**What is needed**: Your answer should be every line below that includes the word "building".

**Data to process**:
◇ ◇ ◇ ◇ ◇ ◇ ◇

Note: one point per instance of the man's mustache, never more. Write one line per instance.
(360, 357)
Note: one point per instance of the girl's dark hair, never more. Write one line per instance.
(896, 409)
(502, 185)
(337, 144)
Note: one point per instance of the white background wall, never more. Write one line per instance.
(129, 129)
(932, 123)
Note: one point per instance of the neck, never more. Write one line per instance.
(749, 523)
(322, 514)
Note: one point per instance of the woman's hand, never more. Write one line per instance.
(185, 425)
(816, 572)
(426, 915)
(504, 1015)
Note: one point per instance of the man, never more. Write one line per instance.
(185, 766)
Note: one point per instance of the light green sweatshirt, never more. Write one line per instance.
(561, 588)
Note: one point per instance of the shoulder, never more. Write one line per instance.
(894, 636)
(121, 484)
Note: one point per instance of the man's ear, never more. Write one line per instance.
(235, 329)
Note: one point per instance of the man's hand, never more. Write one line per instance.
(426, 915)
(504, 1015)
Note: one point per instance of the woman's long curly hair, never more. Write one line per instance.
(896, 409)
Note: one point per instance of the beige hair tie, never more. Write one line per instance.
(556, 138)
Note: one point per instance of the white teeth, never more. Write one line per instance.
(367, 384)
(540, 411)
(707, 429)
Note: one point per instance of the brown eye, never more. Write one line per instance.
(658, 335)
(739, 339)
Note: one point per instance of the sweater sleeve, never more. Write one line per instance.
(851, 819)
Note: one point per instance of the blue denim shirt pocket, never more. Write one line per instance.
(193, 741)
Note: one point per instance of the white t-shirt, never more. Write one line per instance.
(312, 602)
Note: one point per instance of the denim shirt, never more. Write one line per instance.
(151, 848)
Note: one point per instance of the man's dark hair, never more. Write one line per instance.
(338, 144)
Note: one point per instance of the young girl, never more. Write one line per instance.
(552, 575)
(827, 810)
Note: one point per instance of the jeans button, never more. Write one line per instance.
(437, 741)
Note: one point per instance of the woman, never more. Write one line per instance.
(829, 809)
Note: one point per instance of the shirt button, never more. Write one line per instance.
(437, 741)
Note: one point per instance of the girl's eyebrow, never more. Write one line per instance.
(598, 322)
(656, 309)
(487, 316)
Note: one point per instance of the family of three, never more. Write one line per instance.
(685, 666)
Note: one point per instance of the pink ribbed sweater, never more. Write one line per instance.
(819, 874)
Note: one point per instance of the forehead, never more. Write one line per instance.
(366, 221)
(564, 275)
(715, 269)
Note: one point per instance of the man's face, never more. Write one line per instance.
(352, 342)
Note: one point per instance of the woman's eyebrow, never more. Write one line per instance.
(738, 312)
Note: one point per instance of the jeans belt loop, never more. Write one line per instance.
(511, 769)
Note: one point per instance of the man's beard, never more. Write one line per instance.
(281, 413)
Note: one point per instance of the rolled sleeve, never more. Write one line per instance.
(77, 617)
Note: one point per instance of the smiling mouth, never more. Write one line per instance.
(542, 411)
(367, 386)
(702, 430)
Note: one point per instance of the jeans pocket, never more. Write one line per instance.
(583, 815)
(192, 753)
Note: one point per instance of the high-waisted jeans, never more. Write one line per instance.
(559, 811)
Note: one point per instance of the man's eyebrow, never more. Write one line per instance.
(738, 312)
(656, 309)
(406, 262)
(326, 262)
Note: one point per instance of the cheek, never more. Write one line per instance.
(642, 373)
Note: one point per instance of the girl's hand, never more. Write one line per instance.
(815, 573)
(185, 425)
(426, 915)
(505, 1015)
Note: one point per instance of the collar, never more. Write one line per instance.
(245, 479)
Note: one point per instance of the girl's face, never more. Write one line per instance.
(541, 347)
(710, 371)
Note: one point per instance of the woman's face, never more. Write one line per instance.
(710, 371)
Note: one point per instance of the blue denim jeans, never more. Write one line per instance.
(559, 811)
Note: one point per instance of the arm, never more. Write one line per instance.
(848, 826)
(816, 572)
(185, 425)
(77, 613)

◇ ◇ ◇ ◇ ◇ ◇ ◇

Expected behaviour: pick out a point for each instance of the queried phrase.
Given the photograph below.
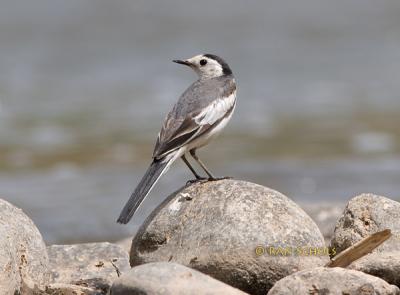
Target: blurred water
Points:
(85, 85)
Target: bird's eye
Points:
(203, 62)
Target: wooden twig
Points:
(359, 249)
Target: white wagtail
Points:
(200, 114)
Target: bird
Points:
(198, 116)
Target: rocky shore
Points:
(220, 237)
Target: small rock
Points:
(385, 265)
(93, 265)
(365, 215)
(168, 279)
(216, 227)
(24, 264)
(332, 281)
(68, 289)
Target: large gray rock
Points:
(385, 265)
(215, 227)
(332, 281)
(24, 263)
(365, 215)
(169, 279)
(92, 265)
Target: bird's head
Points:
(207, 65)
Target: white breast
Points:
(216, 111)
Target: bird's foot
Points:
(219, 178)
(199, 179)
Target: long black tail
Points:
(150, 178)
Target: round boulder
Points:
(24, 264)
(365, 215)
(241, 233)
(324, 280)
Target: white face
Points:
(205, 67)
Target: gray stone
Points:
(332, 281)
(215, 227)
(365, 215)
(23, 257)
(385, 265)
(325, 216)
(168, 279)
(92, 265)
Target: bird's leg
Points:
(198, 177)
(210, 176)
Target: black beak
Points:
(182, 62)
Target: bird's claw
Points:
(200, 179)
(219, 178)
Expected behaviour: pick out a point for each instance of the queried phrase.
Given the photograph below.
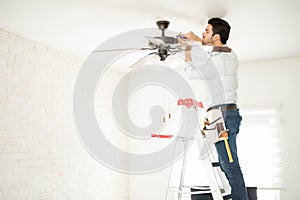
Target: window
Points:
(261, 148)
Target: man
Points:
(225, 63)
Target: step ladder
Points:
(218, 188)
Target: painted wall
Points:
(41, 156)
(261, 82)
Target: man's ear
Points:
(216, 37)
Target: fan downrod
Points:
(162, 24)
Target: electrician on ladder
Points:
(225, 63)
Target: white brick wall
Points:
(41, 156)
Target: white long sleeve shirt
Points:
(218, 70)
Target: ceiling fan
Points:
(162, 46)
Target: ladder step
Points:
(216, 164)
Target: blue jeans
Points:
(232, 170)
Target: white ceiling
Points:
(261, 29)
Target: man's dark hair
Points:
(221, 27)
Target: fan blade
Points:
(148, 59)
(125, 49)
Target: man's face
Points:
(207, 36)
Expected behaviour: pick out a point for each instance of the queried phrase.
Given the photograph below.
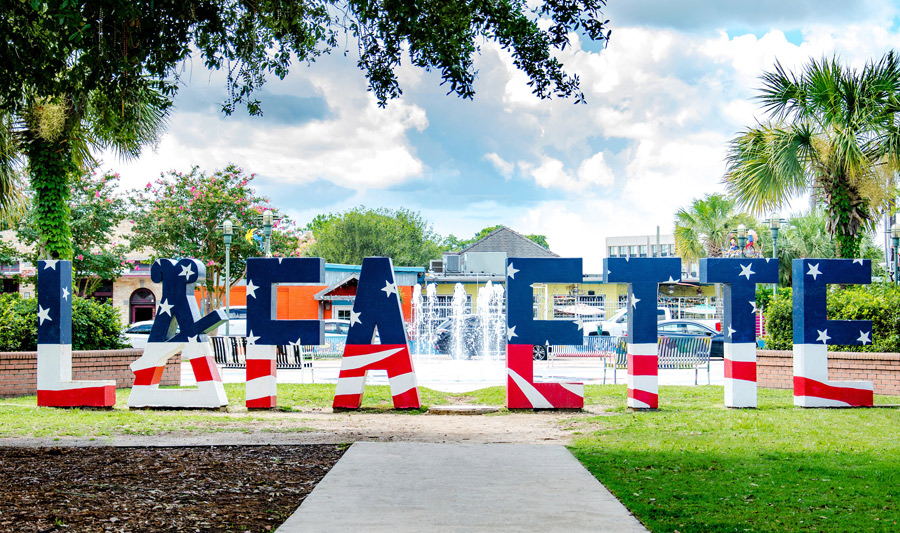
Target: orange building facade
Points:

◇ ◇ ◇ ◇ ◇ ◇ ◇

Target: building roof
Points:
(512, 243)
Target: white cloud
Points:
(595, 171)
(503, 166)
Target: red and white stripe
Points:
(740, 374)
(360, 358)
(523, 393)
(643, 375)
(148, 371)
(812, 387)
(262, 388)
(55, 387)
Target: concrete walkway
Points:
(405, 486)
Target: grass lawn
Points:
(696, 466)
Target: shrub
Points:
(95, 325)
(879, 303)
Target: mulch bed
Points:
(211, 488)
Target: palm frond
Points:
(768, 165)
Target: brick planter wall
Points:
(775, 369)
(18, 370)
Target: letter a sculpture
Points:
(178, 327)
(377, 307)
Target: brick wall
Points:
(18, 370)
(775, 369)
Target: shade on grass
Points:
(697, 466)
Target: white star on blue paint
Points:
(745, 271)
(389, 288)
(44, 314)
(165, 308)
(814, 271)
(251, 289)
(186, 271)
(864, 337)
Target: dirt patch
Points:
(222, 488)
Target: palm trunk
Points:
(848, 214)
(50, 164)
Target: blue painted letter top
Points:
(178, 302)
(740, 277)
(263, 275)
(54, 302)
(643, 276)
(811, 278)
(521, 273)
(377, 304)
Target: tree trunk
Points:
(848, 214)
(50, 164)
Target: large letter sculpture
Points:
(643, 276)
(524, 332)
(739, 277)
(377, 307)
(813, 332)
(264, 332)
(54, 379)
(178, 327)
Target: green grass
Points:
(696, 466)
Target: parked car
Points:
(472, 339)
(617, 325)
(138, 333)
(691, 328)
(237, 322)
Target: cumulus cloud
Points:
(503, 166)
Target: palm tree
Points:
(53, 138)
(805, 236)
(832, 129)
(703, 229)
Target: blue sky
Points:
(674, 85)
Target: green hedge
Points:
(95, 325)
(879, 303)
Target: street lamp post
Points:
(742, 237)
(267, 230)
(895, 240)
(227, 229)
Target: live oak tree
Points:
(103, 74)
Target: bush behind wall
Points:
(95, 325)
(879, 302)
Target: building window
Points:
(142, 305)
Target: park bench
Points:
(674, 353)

◇ ◇ ◇ ◇ ◇ ◇ ◇

**Result of this task**:
Target: orange building facade
Target: building roof
Target: building window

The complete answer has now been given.